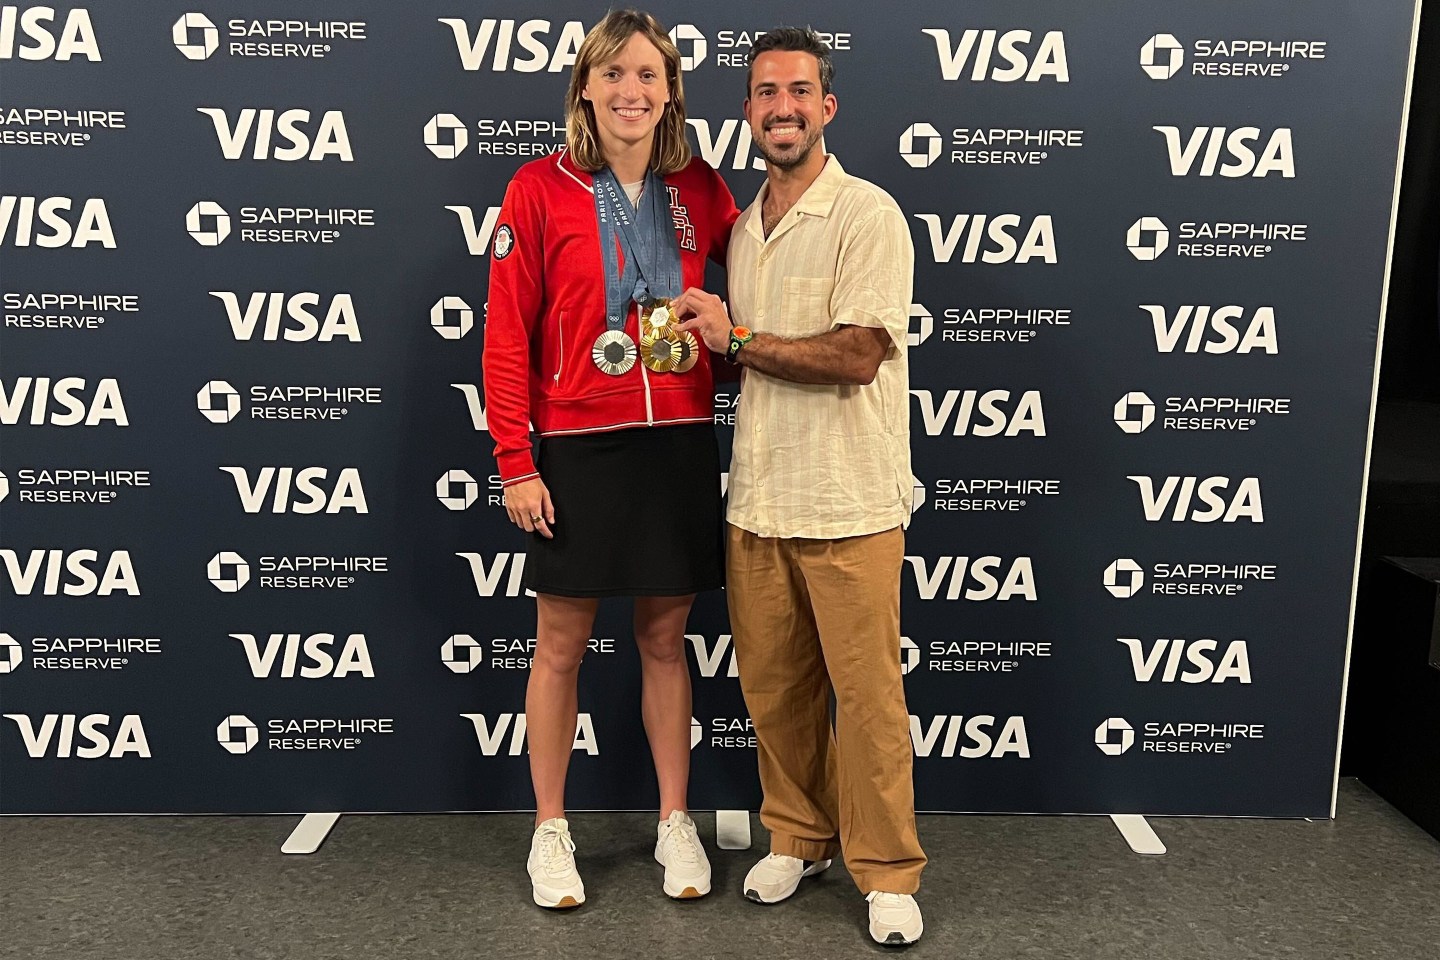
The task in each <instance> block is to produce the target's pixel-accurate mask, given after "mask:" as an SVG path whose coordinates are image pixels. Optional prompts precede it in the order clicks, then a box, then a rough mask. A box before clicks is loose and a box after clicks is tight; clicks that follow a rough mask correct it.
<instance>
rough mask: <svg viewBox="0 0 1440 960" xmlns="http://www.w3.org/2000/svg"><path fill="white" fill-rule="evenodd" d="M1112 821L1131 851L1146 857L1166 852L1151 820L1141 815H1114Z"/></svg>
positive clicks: (1154, 855)
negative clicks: (1155, 832) (1131, 849)
mask: <svg viewBox="0 0 1440 960" xmlns="http://www.w3.org/2000/svg"><path fill="white" fill-rule="evenodd" d="M1110 820H1112V822H1113V823H1115V828H1116V829H1117V830H1120V836H1123V838H1125V842H1126V843H1129V845H1130V849H1132V851H1135V852H1136V853H1143V855H1145V856H1159V855H1162V853H1164V852H1165V845H1164V843H1161V838H1159V836H1156V833H1155V830H1153V828H1151V825H1149V820H1146V819H1145V818H1143V816H1140V815H1139V813H1112V815H1110Z"/></svg>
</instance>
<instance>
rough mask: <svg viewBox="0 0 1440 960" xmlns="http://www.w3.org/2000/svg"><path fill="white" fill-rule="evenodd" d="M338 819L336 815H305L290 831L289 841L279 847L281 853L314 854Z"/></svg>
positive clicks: (339, 818) (323, 842)
mask: <svg viewBox="0 0 1440 960" xmlns="http://www.w3.org/2000/svg"><path fill="white" fill-rule="evenodd" d="M338 819H340V815H338V813H307V815H305V816H302V818H301V819H300V823H297V825H295V829H294V830H291V835H289V839H288V841H285V843H284V845H281V848H279V852H281V853H314V852H315V851H318V849H320V845H321V843H324V842H325V838H327V836H330V829H331V828H333V826H334V825H336V820H338Z"/></svg>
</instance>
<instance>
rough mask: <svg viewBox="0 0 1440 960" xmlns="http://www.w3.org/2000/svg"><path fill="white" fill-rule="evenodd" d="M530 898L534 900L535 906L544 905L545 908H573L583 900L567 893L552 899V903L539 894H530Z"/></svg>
mask: <svg viewBox="0 0 1440 960" xmlns="http://www.w3.org/2000/svg"><path fill="white" fill-rule="evenodd" d="M531 900H534V901H536V907H544V908H546V910H575V908H576V907H579V905H580V904H583V902H585V900H576V898H575V897H570V895H569V894H566V895H564V897H562V898H560V900H557V901H554V902H553V904H552V902H550V901H547V900H543V898H541V897H540V895H539V894H531Z"/></svg>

________________________

> **What you have to do**
An exact copy of all the lines above is required, with the pictures removed.

> **The answer**
The task in each <instance> block is to produce the target's pixel-accurate mask, given after "mask:" as an SVG path whose coordinates are image pixels. Optional prompts precede it in the order clicks, then a box, then a rough mask. A box before clicks is loose and a box after clicks is tight; clicks that follow a rough mask correct it.
<instance>
rough mask: <svg viewBox="0 0 1440 960" xmlns="http://www.w3.org/2000/svg"><path fill="white" fill-rule="evenodd" d="M1112 821L1131 851L1146 857L1166 852L1151 820L1141 815H1114Z"/></svg>
positive clicks: (1154, 855)
negative clicks: (1155, 832) (1131, 849)
mask: <svg viewBox="0 0 1440 960" xmlns="http://www.w3.org/2000/svg"><path fill="white" fill-rule="evenodd" d="M1110 820H1112V822H1113V823H1115V828H1116V829H1117V830H1120V836H1123V838H1125V842H1126V843H1129V845H1130V849H1132V851H1135V852H1136V853H1143V855H1145V856H1159V855H1162V853H1164V852H1165V845H1164V843H1161V838H1159V836H1156V833H1155V830H1153V828H1151V825H1149V820H1146V819H1145V818H1143V816H1140V815H1139V813H1112V815H1110Z"/></svg>
</instance>
<instance>
rough mask: <svg viewBox="0 0 1440 960" xmlns="http://www.w3.org/2000/svg"><path fill="white" fill-rule="evenodd" d="M338 819L336 815H305L290 831L289 841L279 847L281 853L314 854Z"/></svg>
positive clicks: (339, 818) (323, 842)
mask: <svg viewBox="0 0 1440 960" xmlns="http://www.w3.org/2000/svg"><path fill="white" fill-rule="evenodd" d="M338 819H340V815H338V813H307V815H305V816H302V818H301V819H300V823H297V825H295V829H294V830H291V835H289V839H288V841H285V843H284V845H281V848H279V852H281V853H314V852H315V851H318V849H320V845H321V843H324V842H325V838H327V836H330V829H331V828H333V826H334V825H336V820H338Z"/></svg>
</instance>
<instance>
rough mask: <svg viewBox="0 0 1440 960" xmlns="http://www.w3.org/2000/svg"><path fill="white" fill-rule="evenodd" d="M530 898L534 900L535 906L544 905L545 908H573L583 900L567 893L552 899V903L539 894H530Z"/></svg>
mask: <svg viewBox="0 0 1440 960" xmlns="http://www.w3.org/2000/svg"><path fill="white" fill-rule="evenodd" d="M531 900H534V901H536V907H544V908H546V910H575V908H576V907H579V905H580V904H583V902H585V900H576V898H575V897H570V895H569V894H566V895H564V897H562V898H560V900H557V901H554V902H553V904H552V902H550V901H547V900H543V898H541V897H540V895H539V894H531Z"/></svg>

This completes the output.